— TASK TO CARRY OUT —
According to the hand transplantation report, what was the recipient's final Hand Transplantation Score?

[EXTRACTED TEXT Boundary: Start]

W Hospital formed a memorandum of understanding with Daegu city and YUMC to comply with government regulations regarding hand transplantation. Campaigns were initiated in the media to increase public awareness and understanding. With the city's financial and legal support and the university's medical cooperation, a surgical team performed a left distal forearm hand transplantation from a brain-dead 48-year-old man to a 35-year-old left-handed man.

Results

With this successful allotransplantation, the Korean Act on Organ Transplantation has now been amended to include hand transplantation. Korean national health insurance has also begun covering hand transplantation. Functional outcome at 36 months after the operation showed satisfactory progress in both motor and sensory functions. The disabilities of the arm, shoulder, and hand score were 23. The final Hand Transplantation Score was 90 points. Functional brain magnetic resonance imaging shows significant cortical reorganization of the corticospinal tract, and reinnervation of intrinsic muscle is observed.

[EXTRACTED TEXT Boundary: End]
[MATERIAL SUPPLIED Boundary: Start]

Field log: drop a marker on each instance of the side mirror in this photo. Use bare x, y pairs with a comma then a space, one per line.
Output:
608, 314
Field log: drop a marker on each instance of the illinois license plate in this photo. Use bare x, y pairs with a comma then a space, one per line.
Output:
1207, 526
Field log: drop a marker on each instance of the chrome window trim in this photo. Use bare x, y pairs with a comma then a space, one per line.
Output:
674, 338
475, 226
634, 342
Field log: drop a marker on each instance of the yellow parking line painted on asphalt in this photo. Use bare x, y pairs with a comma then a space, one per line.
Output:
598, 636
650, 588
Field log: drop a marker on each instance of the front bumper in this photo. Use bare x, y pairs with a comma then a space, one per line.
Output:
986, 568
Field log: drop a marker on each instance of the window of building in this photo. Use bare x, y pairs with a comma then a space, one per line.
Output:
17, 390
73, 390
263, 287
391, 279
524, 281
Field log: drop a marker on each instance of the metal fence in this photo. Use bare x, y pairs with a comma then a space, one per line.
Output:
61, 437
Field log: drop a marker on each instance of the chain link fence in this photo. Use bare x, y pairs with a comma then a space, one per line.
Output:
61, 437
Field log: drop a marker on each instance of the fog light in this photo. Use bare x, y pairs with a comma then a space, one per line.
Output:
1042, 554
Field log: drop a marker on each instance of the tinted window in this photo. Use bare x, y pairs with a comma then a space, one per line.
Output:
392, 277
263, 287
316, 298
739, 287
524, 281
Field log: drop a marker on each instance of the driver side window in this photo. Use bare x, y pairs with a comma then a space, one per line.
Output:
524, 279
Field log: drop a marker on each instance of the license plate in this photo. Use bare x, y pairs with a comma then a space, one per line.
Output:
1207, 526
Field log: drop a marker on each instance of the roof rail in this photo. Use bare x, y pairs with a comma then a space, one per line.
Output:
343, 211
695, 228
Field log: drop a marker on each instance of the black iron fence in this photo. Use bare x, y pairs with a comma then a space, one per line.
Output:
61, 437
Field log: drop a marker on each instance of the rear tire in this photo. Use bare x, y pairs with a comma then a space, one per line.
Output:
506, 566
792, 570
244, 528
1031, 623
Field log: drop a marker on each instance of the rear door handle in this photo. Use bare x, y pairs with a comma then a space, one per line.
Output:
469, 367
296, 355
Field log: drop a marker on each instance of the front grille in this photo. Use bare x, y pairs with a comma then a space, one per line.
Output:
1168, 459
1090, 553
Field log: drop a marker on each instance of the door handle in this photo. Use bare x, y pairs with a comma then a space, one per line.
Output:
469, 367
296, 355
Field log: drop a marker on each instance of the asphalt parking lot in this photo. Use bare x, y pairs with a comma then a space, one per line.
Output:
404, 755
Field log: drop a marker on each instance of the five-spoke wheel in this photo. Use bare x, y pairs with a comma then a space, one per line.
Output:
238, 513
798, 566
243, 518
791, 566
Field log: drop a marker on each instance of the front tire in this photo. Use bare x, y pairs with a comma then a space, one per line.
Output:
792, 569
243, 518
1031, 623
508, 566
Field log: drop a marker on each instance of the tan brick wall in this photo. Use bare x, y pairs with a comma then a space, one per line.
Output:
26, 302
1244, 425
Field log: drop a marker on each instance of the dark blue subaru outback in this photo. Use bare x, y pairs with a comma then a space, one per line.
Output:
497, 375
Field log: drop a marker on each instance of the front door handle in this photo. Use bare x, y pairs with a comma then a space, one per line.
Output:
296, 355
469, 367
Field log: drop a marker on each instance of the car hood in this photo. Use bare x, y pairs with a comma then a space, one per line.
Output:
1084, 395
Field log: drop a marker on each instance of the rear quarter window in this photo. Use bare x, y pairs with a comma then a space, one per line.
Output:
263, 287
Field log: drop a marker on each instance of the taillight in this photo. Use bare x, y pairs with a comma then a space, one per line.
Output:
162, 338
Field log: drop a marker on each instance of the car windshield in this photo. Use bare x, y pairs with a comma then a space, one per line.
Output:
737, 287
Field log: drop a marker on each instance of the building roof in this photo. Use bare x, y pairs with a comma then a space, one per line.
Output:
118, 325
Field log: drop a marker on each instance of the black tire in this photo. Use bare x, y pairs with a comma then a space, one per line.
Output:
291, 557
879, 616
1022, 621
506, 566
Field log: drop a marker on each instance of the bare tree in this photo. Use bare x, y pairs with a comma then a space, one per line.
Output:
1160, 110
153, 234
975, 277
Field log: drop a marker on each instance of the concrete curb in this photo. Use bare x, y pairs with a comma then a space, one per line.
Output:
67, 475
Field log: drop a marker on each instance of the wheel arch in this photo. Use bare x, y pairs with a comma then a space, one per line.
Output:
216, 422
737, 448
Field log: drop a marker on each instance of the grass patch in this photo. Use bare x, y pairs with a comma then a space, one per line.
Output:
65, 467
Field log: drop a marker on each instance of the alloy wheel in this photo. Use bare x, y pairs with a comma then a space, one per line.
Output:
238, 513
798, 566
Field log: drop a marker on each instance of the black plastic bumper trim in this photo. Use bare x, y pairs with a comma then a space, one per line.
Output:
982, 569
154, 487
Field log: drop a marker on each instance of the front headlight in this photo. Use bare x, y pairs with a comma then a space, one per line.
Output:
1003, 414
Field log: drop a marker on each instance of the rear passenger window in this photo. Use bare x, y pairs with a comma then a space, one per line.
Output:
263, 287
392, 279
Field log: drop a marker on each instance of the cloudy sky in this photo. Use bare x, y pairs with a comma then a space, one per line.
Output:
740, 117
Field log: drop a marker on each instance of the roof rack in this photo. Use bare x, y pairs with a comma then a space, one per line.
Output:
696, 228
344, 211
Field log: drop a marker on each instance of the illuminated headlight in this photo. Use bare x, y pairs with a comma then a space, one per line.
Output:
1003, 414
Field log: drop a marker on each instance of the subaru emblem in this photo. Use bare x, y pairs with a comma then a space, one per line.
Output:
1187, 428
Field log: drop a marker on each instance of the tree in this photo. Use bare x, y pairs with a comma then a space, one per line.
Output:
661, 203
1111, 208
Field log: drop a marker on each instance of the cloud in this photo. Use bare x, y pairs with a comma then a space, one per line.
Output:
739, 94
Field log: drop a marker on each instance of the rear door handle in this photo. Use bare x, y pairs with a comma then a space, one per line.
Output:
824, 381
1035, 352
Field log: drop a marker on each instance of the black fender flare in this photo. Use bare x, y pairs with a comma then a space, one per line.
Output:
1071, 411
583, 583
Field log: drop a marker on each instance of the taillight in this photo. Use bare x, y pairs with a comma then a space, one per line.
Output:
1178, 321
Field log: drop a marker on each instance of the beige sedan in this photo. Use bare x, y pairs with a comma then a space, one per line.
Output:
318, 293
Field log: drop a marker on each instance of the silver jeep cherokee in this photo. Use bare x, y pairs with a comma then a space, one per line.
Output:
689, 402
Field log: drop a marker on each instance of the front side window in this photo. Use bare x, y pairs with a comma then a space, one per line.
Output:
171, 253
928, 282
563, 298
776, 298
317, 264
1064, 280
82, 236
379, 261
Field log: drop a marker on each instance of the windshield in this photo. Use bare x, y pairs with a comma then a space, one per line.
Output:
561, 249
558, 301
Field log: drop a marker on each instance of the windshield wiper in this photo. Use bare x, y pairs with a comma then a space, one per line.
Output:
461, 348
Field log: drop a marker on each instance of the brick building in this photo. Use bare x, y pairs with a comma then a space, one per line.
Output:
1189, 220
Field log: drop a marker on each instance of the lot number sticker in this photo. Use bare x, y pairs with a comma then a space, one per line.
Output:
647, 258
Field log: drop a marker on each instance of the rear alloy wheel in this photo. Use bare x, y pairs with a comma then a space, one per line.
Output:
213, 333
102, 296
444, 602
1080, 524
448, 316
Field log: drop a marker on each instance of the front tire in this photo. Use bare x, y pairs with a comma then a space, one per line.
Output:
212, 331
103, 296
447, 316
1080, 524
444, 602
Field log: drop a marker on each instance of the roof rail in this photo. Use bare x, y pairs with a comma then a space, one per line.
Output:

[MATERIAL SUPPLIED Boundary: End]

— TASK SOLUTION —
90 points